- Your goal: Please retype the listing below exactly, from its opening line through the line where "Use the even-odd" appears.

- Stored data:
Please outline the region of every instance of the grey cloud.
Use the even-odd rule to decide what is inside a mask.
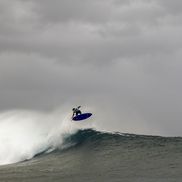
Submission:
[[[1,110],[79,103],[106,129],[180,135],[179,1],[0,3]]]
[[[92,23],[107,22],[116,6],[128,4],[128,1],[120,1],[118,4],[114,0],[97,0],[97,1],[81,1],[81,0],[49,0],[33,1],[35,5],[35,12],[40,15],[40,18],[45,22],[58,23],[67,21],[83,21]]]
[[[168,14],[181,14],[181,6],[182,6],[182,2],[179,0],[174,0],[174,1],[170,1],[170,0],[160,0],[158,1],[159,4],[161,4],[162,7],[164,7],[166,9],[166,11],[168,12]]]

- Output for this exercise:
Please outline the region of every instance of the grey cloud.
Use the even-odd rule to decide what is inside a mask.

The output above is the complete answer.